Wherever a line in the records contains the word "storage", return that line.
※
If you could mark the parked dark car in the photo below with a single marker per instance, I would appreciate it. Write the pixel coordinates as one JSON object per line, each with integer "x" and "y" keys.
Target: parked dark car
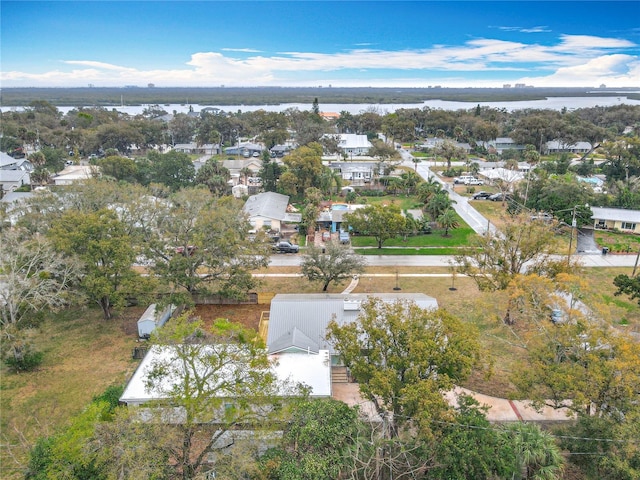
{"x": 285, "y": 247}
{"x": 498, "y": 197}
{"x": 481, "y": 195}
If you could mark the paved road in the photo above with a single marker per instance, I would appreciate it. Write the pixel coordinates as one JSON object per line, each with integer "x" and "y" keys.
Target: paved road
{"x": 462, "y": 207}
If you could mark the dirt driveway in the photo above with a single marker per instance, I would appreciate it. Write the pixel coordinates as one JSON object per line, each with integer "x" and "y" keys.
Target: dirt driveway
{"x": 247, "y": 315}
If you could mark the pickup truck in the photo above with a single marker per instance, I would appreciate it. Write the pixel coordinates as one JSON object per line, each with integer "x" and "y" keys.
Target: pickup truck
{"x": 285, "y": 247}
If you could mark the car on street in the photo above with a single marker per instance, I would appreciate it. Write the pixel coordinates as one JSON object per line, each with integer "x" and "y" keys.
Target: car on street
{"x": 285, "y": 247}
{"x": 481, "y": 195}
{"x": 542, "y": 216}
{"x": 473, "y": 181}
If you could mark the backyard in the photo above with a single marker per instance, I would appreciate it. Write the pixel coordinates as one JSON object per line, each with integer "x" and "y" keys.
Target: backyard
{"x": 85, "y": 354}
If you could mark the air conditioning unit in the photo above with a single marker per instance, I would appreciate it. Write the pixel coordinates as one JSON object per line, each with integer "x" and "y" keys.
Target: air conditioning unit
{"x": 352, "y": 305}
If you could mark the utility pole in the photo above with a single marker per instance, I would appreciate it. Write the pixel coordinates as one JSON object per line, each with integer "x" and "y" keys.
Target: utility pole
{"x": 573, "y": 227}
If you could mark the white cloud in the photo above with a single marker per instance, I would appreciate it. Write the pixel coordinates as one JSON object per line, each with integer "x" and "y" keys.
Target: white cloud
{"x": 246, "y": 50}
{"x": 571, "y": 61}
{"x": 539, "y": 29}
{"x": 616, "y": 70}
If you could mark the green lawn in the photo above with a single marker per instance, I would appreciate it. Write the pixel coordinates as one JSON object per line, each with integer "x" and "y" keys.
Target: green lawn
{"x": 617, "y": 242}
{"x": 408, "y": 251}
{"x": 459, "y": 237}
{"x": 83, "y": 355}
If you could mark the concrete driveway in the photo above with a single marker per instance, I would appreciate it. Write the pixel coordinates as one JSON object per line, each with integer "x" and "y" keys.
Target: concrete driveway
{"x": 586, "y": 243}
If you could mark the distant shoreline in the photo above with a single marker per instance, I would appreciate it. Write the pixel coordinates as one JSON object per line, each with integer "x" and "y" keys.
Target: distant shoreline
{"x": 136, "y": 96}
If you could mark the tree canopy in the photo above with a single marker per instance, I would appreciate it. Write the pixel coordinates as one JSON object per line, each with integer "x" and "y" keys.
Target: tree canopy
{"x": 380, "y": 221}
{"x": 331, "y": 263}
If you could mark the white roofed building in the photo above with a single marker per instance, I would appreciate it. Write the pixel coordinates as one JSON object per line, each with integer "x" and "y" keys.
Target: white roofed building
{"x": 353, "y": 144}
{"x": 616, "y": 219}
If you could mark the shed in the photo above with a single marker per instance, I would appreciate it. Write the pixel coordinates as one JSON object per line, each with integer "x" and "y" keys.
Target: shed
{"x": 150, "y": 319}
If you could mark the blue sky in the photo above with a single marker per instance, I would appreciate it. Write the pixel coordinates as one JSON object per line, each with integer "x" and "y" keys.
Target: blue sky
{"x": 311, "y": 43}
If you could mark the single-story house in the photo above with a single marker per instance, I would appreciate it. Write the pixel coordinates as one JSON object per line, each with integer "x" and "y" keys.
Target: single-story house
{"x": 11, "y": 180}
{"x": 331, "y": 218}
{"x": 270, "y": 210}
{"x": 330, "y": 116}
{"x": 501, "y": 144}
{"x": 312, "y": 370}
{"x": 556, "y": 146}
{"x": 236, "y": 165}
{"x": 280, "y": 151}
{"x": 195, "y": 149}
{"x": 245, "y": 149}
{"x": 500, "y": 173}
{"x": 358, "y": 173}
{"x": 298, "y": 323}
{"x": 616, "y": 219}
{"x": 353, "y": 144}
{"x": 75, "y": 173}
{"x": 436, "y": 142}
{"x": 7, "y": 162}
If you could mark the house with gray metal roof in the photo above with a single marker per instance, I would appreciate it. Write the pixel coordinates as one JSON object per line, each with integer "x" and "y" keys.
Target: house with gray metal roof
{"x": 270, "y": 210}
{"x": 616, "y": 219}
{"x": 298, "y": 323}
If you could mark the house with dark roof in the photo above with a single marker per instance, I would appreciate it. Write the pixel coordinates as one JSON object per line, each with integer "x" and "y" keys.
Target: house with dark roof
{"x": 270, "y": 210}
{"x": 298, "y": 323}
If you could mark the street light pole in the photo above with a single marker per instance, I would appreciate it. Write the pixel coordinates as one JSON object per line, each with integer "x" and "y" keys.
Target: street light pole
{"x": 573, "y": 227}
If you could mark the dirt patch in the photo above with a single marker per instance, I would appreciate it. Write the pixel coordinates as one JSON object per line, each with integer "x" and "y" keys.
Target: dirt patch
{"x": 247, "y": 315}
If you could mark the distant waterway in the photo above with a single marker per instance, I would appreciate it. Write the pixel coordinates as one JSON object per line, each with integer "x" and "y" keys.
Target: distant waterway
{"x": 550, "y": 103}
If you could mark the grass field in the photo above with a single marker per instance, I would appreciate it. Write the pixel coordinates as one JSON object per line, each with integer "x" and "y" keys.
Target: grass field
{"x": 84, "y": 354}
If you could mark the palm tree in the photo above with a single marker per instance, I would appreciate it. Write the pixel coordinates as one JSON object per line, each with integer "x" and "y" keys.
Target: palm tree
{"x": 448, "y": 220}
{"x": 245, "y": 172}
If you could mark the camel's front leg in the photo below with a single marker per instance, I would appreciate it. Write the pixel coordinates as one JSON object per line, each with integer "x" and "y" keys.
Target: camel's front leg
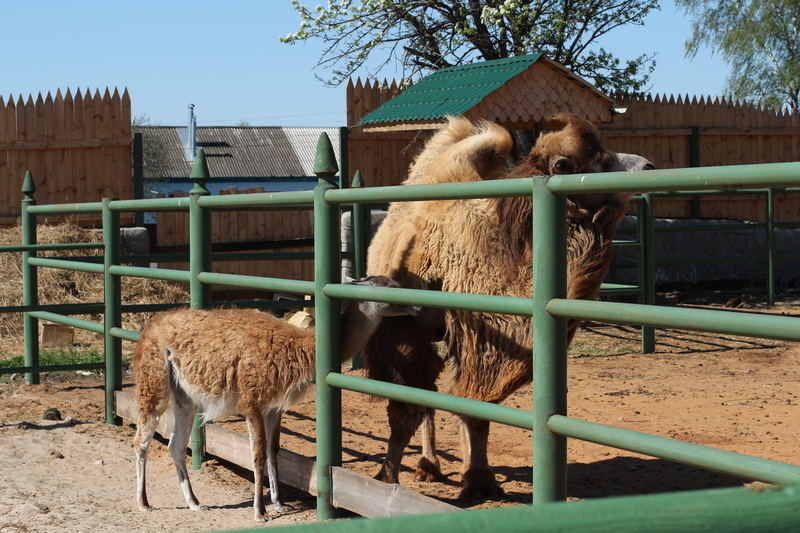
{"x": 428, "y": 468}
{"x": 477, "y": 479}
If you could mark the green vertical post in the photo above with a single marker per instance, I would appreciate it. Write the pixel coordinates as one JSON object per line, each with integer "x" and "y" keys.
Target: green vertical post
{"x": 359, "y": 225}
{"x": 549, "y": 344}
{"x": 694, "y": 161}
{"x": 647, "y": 265}
{"x": 30, "y": 283}
{"x": 770, "y": 247}
{"x": 112, "y": 287}
{"x": 199, "y": 261}
{"x": 138, "y": 175}
{"x": 327, "y": 269}
{"x": 360, "y": 228}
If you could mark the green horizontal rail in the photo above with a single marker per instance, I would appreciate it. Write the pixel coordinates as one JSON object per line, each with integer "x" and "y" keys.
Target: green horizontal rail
{"x": 52, "y": 247}
{"x": 69, "y": 321}
{"x": 455, "y": 404}
{"x": 67, "y": 309}
{"x": 65, "y": 209}
{"x": 437, "y": 191}
{"x": 717, "y": 321}
{"x": 726, "y": 177}
{"x": 730, "y": 463}
{"x": 93, "y": 268}
{"x": 52, "y": 368}
{"x": 733, "y": 510}
{"x": 259, "y": 199}
{"x": 125, "y": 334}
{"x": 251, "y": 282}
{"x": 150, "y": 273}
{"x": 450, "y": 300}
{"x": 150, "y": 204}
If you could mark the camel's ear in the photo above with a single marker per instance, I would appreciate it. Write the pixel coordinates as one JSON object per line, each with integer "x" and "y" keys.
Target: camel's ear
{"x": 563, "y": 165}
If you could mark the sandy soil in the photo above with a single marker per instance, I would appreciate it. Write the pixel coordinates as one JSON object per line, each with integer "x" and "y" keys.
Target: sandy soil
{"x": 733, "y": 393}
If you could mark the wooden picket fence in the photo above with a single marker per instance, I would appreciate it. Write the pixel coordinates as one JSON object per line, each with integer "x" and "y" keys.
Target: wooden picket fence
{"x": 671, "y": 132}
{"x": 78, "y": 149}
{"x": 278, "y": 231}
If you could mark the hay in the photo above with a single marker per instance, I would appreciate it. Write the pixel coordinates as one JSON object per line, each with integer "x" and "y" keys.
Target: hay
{"x": 68, "y": 286}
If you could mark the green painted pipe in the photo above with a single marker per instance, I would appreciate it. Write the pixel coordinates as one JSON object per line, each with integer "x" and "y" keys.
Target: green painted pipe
{"x": 327, "y": 265}
{"x": 725, "y": 177}
{"x": 48, "y": 247}
{"x": 448, "y": 300}
{"x": 62, "y": 264}
{"x": 30, "y": 283}
{"x": 151, "y": 273}
{"x": 251, "y": 282}
{"x": 66, "y": 209}
{"x": 69, "y": 321}
{"x": 549, "y": 344}
{"x": 464, "y": 406}
{"x": 112, "y": 316}
{"x": 729, "y": 322}
{"x": 731, "y": 463}
{"x": 733, "y": 510}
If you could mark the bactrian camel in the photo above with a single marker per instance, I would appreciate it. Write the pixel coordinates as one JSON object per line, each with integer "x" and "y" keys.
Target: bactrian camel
{"x": 234, "y": 361}
{"x": 484, "y": 247}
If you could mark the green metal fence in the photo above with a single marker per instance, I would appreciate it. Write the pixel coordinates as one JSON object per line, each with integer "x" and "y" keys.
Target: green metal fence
{"x": 548, "y": 306}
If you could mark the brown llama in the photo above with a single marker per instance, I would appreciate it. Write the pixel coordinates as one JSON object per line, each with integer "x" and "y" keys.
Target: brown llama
{"x": 234, "y": 361}
{"x": 484, "y": 247}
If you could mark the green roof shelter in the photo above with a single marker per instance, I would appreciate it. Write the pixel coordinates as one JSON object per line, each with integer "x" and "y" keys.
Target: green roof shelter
{"x": 520, "y": 92}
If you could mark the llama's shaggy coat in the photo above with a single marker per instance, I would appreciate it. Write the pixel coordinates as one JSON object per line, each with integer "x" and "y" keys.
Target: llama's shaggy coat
{"x": 234, "y": 361}
{"x": 481, "y": 246}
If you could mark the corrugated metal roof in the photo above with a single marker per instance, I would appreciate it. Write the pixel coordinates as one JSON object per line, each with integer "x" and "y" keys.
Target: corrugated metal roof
{"x": 450, "y": 91}
{"x": 242, "y": 152}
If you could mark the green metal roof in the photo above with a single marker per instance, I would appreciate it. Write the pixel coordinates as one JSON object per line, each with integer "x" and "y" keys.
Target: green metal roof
{"x": 450, "y": 91}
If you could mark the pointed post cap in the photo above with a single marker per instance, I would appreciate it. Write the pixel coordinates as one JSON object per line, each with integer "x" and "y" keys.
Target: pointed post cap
{"x": 358, "y": 181}
{"x": 28, "y": 185}
{"x": 325, "y": 166}
{"x": 199, "y": 174}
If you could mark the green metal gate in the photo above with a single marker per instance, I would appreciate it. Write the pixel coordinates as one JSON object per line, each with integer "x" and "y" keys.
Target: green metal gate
{"x": 548, "y": 306}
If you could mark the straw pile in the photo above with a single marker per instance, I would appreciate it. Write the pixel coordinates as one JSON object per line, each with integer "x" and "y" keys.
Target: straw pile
{"x": 67, "y": 286}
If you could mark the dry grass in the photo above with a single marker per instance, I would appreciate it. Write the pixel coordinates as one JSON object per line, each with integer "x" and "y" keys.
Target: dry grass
{"x": 68, "y": 286}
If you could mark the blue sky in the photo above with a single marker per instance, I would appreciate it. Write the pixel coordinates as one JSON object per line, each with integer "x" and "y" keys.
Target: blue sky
{"x": 225, "y": 58}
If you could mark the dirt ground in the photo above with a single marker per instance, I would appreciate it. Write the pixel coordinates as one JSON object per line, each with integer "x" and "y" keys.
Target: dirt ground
{"x": 734, "y": 393}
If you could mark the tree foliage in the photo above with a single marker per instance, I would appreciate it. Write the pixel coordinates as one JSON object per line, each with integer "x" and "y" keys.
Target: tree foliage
{"x": 758, "y": 39}
{"x": 421, "y": 36}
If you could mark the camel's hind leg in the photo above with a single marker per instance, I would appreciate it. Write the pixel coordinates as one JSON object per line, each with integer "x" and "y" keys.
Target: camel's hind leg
{"x": 477, "y": 478}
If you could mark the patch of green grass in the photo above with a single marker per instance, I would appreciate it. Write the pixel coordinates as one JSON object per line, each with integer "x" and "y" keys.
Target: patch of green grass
{"x": 587, "y": 349}
{"x": 73, "y": 355}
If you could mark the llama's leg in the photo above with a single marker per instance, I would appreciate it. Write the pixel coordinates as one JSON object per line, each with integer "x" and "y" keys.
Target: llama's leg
{"x": 477, "y": 478}
{"x": 428, "y": 468}
{"x": 272, "y": 424}
{"x": 258, "y": 448}
{"x": 145, "y": 430}
{"x": 184, "y": 416}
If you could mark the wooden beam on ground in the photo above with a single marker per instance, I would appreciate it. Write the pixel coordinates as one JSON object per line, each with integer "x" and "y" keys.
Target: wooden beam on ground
{"x": 354, "y": 492}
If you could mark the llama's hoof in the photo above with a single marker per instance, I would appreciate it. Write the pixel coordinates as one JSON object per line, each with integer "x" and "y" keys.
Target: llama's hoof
{"x": 428, "y": 471}
{"x": 386, "y": 477}
{"x": 480, "y": 484}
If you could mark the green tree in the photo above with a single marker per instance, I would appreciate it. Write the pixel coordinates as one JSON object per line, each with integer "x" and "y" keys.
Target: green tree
{"x": 759, "y": 39}
{"x": 421, "y": 36}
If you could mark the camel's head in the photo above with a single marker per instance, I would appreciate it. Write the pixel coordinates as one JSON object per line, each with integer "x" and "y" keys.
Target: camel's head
{"x": 578, "y": 148}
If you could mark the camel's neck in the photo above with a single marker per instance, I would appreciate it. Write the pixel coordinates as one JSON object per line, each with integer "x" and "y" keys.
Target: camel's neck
{"x": 357, "y": 327}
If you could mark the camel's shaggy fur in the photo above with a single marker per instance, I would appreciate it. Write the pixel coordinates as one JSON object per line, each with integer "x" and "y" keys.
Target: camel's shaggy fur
{"x": 481, "y": 246}
{"x": 234, "y": 361}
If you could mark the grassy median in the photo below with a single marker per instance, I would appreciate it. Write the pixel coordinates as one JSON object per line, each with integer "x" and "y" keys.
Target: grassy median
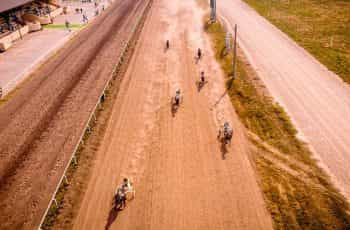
{"x": 297, "y": 192}
{"x": 321, "y": 27}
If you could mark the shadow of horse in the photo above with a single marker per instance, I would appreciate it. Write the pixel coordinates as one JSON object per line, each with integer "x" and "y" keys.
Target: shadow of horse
{"x": 223, "y": 149}
{"x": 173, "y": 108}
{"x": 200, "y": 85}
{"x": 112, "y": 216}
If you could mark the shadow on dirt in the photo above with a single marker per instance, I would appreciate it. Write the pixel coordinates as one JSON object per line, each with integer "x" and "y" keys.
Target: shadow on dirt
{"x": 200, "y": 85}
{"x": 220, "y": 98}
{"x": 223, "y": 149}
{"x": 173, "y": 107}
{"x": 112, "y": 216}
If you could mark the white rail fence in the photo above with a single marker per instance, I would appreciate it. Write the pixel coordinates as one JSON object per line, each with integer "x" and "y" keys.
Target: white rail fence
{"x": 92, "y": 116}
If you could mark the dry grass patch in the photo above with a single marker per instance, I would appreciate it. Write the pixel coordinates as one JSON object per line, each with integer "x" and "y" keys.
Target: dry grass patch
{"x": 298, "y": 193}
{"x": 322, "y": 27}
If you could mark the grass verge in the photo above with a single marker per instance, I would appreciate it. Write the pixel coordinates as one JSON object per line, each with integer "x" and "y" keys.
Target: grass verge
{"x": 321, "y": 27}
{"x": 297, "y": 192}
{"x": 71, "y": 193}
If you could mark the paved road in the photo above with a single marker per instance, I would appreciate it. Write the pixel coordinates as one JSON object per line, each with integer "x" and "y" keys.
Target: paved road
{"x": 316, "y": 99}
{"x": 183, "y": 179}
{"x": 42, "y": 122}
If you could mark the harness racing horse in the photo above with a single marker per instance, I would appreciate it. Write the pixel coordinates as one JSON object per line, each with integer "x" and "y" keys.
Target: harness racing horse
{"x": 175, "y": 103}
{"x": 124, "y": 193}
{"x": 225, "y": 135}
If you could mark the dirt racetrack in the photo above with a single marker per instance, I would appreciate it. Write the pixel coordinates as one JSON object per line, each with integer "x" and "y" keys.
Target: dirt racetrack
{"x": 317, "y": 100}
{"x": 184, "y": 179}
{"x": 42, "y": 122}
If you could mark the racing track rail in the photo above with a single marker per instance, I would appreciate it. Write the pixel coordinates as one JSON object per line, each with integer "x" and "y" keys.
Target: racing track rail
{"x": 92, "y": 115}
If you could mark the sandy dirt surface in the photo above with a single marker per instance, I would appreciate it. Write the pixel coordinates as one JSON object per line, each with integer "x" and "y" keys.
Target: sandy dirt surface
{"x": 315, "y": 98}
{"x": 42, "y": 123}
{"x": 34, "y": 48}
{"x": 182, "y": 176}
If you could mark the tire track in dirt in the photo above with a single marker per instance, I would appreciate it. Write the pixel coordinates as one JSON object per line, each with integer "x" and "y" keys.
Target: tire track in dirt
{"x": 182, "y": 181}
{"x": 43, "y": 121}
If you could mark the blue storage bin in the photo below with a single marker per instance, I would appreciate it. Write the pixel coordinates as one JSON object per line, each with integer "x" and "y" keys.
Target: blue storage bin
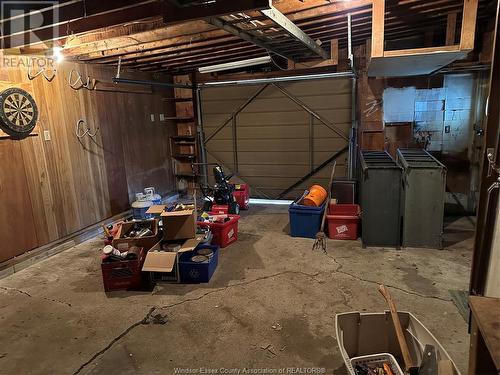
※
◆ YOUR SOLUTION ◆
If you could mark the blue storage bin in the photo below with a single marker per instance, I would appreciate it. Write the pixel coordinates as one JSON object per line, each with integer "x" and "y" keys.
Target: blue storage bin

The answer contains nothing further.